Coordinate annotation records
++++++++

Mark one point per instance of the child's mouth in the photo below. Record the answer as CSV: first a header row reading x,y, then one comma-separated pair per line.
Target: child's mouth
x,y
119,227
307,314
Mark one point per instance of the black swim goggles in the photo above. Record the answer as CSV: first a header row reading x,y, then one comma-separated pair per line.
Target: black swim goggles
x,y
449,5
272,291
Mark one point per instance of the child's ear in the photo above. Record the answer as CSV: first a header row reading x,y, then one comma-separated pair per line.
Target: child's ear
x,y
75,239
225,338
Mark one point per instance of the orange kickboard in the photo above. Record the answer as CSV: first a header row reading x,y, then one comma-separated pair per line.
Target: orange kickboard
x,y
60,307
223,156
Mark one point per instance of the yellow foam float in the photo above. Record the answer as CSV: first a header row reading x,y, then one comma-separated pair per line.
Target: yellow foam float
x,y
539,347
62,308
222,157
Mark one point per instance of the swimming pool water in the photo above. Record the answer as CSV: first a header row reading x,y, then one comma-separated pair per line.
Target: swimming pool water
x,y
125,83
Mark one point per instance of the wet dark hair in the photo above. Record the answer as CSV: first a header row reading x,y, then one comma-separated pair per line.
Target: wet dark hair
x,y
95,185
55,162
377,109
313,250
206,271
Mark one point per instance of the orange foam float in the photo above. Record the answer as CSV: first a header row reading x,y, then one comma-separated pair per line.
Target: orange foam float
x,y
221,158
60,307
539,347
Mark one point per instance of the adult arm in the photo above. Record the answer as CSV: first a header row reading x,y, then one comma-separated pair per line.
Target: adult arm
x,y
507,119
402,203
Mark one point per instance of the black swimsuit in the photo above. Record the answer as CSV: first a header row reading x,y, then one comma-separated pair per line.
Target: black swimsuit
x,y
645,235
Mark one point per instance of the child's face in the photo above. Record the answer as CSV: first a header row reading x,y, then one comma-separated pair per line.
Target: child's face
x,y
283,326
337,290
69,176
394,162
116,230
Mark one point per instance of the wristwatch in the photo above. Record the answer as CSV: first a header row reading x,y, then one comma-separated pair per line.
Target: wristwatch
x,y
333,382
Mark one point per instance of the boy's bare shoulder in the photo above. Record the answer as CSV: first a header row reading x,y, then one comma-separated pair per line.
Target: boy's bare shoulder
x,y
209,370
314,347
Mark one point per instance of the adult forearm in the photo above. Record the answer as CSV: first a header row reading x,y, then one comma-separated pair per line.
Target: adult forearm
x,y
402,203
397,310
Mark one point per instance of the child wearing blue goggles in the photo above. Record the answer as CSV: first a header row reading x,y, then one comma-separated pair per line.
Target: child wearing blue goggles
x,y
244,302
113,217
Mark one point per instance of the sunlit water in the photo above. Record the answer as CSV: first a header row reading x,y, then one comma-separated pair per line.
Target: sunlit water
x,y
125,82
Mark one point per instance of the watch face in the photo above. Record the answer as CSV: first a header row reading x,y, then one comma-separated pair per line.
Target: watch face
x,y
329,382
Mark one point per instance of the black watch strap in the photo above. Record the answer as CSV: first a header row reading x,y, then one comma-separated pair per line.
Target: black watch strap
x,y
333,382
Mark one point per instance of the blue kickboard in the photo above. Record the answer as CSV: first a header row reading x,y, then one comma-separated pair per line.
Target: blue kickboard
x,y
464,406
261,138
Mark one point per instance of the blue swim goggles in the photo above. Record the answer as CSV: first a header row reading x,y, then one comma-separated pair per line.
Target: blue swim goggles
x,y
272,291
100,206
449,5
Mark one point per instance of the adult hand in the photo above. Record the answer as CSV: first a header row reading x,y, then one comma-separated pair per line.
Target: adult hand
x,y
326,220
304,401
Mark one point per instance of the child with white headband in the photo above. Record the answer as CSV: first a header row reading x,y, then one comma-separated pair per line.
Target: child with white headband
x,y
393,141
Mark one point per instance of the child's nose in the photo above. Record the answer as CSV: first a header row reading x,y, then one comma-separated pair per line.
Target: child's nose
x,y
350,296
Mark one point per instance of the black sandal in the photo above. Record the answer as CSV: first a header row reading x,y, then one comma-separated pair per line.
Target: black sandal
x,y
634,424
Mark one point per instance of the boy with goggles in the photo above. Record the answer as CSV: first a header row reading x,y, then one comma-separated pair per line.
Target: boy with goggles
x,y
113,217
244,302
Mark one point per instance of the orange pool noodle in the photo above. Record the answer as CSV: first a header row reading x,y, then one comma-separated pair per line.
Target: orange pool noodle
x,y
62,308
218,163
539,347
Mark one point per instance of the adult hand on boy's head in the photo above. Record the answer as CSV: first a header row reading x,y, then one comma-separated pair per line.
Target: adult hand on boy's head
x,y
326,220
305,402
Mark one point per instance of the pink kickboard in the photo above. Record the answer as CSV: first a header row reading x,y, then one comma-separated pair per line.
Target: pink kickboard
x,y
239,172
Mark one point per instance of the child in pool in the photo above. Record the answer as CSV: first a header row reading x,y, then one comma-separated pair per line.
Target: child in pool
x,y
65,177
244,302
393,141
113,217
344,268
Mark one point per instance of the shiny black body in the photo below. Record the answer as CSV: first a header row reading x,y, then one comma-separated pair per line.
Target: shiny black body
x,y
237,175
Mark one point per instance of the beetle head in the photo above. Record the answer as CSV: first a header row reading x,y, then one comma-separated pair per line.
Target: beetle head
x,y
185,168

++++++++

Your instructions
Transcribe the listing word for word, beginning with the line that contains "Mark one point per instance of the shiny" and continuing through its last line.

Correct result
Mark one point per instance of the shiny black body in the photo below. Record the answer as CSV: first a header row reading x,y, then one comma-separated pair per line.
Target: shiny black body
x,y
237,175
Mark one point per instance of the beetle head in the photo above. Record the answer as CSV: first a header row reading x,y, then one comma-separated pair per line.
Target: beetle head
x,y
185,168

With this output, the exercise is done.